**TEXT SECTION**
Mary O’Carroll 35:17
Right? I mean, imagine how hard that is for the firm’s with every single client has a different 600-page outline.
Greg Lambert 35:23
Yeah, I don’t have to imagine it again. So Mary, I wanted to talk to you, you know, one of the other things besides, you know, e-discovery was hot. But if you think back even slightly before that, you know, knowledge management was was also one of the big pieces of the industry that expanded. And so I want to, I want to tie that into the data that we’re getting now from the CLM systems, in what they’re bringing into an organization into a law firm. What are some of the data points that you think are really important, or that will have a lasting effect on the industry that we’re going to get out of the CLM systems like ironclad?
Mary O’Carroll 36:05
So much of it sort of still remains to be seen. And I’m excited about this, because it’s not like we can look back and say, Oh, we used to use the data in our sale in our contracts, right, we’ve actually never had real access to them. And that that’s why I’m particularly excited about what Ironclad is calling digital contracting, where we’re basically taking the contract and turning into different pieces of data rather than, you know, it being a documented It looks like a document and you know, acts like a document. But really, each piece of that contract is now data and you’re able to after it’s executed, kind of know, and you can control those things, and you can change them. But from a what do you do with those data points afterwards? You know, it’s sort of limitless, like the sales team, the finance team, the procurement team, has never had the opportunity to look into everything that we’ve procured or agreed upon, or, you know, when are our renewals, I mean, the most basic things are kind of out there. But I do think there’s a real opportunity for the legal department again, to demonstrate its value, because while many legal departments are the owners of their CLM, and so when you’re able to show up at a meeting with your head of sales, or your head of finance, or your CEO, even, and now you’re bringing data about your business operations, and what’s happening, and that’s the source of truth, you know, Salesforces is one method, but this is where the real agreements are and kind of what is set in stone. And so having that data and bringing that to your meetings with them, suddenly really earns you that seat at the table. Like it’s not even that you have a seat, people are going to want you in the room, because you now have, you know, the most information about what’s happening in your business operations.

**EXERCISE REQUIREMENTS**
In the transcript, which teams does Mary O'Carroll say have never had the chance to look into everything that was procured or agreed upon? Answer from the transcript alone.

**DATASET**
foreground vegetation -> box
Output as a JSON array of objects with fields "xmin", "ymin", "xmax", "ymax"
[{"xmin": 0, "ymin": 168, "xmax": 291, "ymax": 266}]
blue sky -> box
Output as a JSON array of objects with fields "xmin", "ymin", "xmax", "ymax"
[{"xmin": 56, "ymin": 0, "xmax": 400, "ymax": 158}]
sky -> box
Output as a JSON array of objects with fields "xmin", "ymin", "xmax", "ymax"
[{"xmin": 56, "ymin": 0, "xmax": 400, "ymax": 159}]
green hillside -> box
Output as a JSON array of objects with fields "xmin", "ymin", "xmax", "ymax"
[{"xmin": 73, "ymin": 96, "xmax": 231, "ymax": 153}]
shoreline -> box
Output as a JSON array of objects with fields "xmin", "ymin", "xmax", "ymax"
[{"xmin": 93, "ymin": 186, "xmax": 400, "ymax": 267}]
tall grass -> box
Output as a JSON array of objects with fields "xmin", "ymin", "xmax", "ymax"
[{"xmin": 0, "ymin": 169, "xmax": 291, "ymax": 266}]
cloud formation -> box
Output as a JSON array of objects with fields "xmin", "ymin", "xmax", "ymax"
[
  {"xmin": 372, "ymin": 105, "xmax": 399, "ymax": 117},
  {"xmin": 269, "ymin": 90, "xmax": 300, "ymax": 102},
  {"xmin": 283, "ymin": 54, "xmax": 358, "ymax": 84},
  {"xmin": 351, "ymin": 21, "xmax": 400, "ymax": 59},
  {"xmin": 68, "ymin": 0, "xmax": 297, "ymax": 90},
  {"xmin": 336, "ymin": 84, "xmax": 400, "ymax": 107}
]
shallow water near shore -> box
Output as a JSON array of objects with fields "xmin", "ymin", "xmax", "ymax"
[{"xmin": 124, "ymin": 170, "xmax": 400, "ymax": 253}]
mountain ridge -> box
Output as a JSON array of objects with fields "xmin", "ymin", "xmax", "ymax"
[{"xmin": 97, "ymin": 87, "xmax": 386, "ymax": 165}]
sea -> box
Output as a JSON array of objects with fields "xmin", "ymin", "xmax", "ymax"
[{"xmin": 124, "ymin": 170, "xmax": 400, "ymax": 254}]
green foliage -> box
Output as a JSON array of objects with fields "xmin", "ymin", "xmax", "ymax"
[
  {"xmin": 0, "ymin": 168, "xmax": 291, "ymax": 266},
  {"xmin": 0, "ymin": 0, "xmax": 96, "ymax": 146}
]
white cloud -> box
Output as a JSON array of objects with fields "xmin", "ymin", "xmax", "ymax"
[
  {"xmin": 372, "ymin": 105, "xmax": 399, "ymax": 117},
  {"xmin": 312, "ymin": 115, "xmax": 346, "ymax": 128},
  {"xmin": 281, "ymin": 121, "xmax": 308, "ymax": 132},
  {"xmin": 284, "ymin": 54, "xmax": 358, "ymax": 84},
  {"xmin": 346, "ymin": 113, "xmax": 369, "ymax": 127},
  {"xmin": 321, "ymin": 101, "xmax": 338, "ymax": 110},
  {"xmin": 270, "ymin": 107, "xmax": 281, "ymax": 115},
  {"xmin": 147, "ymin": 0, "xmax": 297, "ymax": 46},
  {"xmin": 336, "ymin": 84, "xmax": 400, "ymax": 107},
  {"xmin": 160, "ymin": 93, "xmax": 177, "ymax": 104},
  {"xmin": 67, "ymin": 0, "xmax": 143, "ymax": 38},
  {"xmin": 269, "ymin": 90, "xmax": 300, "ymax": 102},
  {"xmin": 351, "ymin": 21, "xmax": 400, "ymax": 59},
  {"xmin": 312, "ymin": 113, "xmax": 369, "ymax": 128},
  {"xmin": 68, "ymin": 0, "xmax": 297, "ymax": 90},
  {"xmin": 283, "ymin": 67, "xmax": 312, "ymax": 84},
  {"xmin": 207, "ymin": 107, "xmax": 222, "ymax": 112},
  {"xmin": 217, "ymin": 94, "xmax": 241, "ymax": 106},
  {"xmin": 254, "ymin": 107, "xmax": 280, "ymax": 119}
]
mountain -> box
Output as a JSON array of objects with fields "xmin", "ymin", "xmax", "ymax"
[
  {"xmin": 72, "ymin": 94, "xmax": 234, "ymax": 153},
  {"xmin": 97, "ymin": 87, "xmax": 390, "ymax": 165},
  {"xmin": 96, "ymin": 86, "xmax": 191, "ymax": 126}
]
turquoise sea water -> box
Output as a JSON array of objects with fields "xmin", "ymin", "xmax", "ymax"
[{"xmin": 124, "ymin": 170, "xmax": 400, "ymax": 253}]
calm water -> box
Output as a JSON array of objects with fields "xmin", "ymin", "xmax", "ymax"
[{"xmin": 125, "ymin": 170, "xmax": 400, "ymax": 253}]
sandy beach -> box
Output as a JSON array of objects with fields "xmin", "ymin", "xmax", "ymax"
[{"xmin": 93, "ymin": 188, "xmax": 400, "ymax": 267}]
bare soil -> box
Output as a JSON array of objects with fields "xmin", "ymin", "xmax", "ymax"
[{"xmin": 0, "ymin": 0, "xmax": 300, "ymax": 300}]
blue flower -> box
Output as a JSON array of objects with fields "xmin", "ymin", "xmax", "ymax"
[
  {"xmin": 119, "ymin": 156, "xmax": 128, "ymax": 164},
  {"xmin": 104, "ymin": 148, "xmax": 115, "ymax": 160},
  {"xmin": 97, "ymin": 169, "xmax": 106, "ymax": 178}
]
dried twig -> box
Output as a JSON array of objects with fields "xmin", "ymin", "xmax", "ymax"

**SOLUTION BELOW**
The sales team, the finance team and the procurement team.